> **WHAT YOU ARE ASKED TO DO**
Reproduce each line of the entries below verbatim.

> **MATERIAL FOR THIS EXERCISE**

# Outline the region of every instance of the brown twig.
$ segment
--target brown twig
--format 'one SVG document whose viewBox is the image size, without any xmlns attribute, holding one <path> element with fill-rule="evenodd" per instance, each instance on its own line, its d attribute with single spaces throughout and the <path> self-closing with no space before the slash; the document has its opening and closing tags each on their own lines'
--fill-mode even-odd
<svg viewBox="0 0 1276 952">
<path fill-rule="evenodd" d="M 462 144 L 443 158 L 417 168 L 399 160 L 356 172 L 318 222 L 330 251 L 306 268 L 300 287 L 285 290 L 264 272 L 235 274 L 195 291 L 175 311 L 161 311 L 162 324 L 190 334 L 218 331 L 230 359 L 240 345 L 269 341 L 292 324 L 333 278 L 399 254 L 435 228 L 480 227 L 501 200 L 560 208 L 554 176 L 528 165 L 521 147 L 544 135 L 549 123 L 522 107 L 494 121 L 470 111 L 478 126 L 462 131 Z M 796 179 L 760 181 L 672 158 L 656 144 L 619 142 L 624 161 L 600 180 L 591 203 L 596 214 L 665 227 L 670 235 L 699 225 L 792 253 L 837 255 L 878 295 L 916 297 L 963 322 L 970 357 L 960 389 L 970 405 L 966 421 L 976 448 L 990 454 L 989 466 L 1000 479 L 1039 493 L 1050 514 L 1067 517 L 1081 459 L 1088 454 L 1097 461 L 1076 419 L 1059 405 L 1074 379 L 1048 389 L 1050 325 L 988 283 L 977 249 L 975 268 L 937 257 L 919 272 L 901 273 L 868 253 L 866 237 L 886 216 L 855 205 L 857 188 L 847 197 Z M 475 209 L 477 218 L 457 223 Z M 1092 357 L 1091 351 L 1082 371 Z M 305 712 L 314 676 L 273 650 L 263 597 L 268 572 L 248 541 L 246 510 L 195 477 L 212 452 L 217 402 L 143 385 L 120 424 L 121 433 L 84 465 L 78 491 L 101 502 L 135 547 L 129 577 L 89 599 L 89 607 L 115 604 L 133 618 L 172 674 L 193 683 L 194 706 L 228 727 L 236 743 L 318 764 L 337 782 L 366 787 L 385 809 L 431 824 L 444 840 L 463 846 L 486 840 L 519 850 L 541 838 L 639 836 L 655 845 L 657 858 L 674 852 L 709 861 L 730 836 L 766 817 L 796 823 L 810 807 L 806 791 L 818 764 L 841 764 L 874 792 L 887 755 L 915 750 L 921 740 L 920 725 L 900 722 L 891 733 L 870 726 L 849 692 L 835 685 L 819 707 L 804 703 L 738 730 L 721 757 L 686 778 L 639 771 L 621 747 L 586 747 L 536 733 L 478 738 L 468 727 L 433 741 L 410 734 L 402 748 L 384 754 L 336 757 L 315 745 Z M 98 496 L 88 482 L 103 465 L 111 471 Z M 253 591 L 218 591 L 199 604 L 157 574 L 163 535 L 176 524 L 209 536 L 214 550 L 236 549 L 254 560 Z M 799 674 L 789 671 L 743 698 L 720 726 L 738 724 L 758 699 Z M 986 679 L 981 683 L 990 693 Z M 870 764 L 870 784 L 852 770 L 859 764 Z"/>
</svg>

> **OUTPUT OF THE TASK**
# Outline the region of every instance of the brown twig.
$ segment
--target brown twig
--format 'one SVG document whose viewBox is the image size, without any xmlns attribute, holding one <path> element with fill-rule="evenodd" per instance, each instance on its own line, its d attribute with single spaces throughout and the <path> self-closing with no space before the slash; the document has its opening and closing tags each on their own lines'
--fill-mode even-odd
<svg viewBox="0 0 1276 952">
<path fill-rule="evenodd" d="M 462 144 L 443 158 L 417 168 L 399 160 L 356 172 L 318 222 L 330 251 L 306 268 L 300 287 L 285 290 L 264 272 L 235 274 L 195 291 L 175 311 L 161 311 L 162 324 L 190 334 L 218 331 L 230 359 L 240 345 L 269 341 L 292 324 L 333 278 L 399 254 L 435 228 L 480 227 L 501 200 L 560 208 L 554 176 L 528 165 L 521 147 L 544 135 L 549 123 L 522 107 L 494 121 L 470 111 L 478 126 L 462 131 Z M 796 179 L 760 181 L 672 158 L 656 144 L 619 142 L 624 161 L 600 180 L 591 203 L 596 214 L 665 227 L 670 235 L 699 225 L 792 253 L 837 255 L 878 295 L 916 297 L 963 322 L 970 357 L 960 389 L 970 405 L 966 421 L 976 448 L 990 454 L 989 466 L 1000 479 L 1039 493 L 1050 514 L 1067 517 L 1081 459 L 1088 454 L 1097 461 L 1076 419 L 1059 405 L 1074 379 L 1048 389 L 1050 325 L 988 283 L 977 249 L 975 268 L 937 257 L 919 272 L 901 273 L 868 253 L 866 237 L 886 216 L 855 205 L 857 188 L 847 197 Z M 475 209 L 477 218 L 457 223 Z M 1092 357 L 1091 351 L 1082 371 Z M 305 712 L 314 676 L 273 650 L 263 597 L 268 572 L 248 541 L 246 510 L 195 477 L 212 452 L 217 402 L 143 385 L 120 424 L 121 433 L 84 465 L 78 491 L 101 502 L 135 547 L 129 577 L 89 599 L 89 607 L 115 604 L 133 618 L 172 674 L 193 683 L 194 706 L 228 727 L 236 743 L 318 764 L 337 782 L 366 787 L 385 809 L 431 824 L 444 840 L 463 846 L 486 840 L 519 850 L 541 838 L 639 836 L 655 845 L 657 858 L 674 852 L 709 861 L 730 836 L 766 817 L 796 823 L 810 807 L 806 791 L 818 764 L 841 764 L 874 792 L 887 755 L 915 750 L 921 740 L 920 725 L 900 722 L 891 733 L 870 726 L 849 692 L 835 685 L 819 707 L 804 703 L 738 730 L 721 757 L 686 778 L 639 771 L 621 747 L 586 747 L 536 733 L 478 738 L 468 727 L 433 741 L 410 734 L 402 748 L 384 754 L 336 757 L 315 745 Z M 98 496 L 88 482 L 103 465 L 111 471 Z M 253 591 L 218 591 L 199 604 L 157 574 L 163 535 L 176 524 L 209 536 L 214 550 L 236 549 L 254 560 Z M 799 674 L 789 671 L 743 698 L 720 726 L 738 724 L 758 699 Z M 986 679 L 981 683 L 990 693 Z M 870 764 L 870 784 L 852 770 L 859 764 Z"/>
</svg>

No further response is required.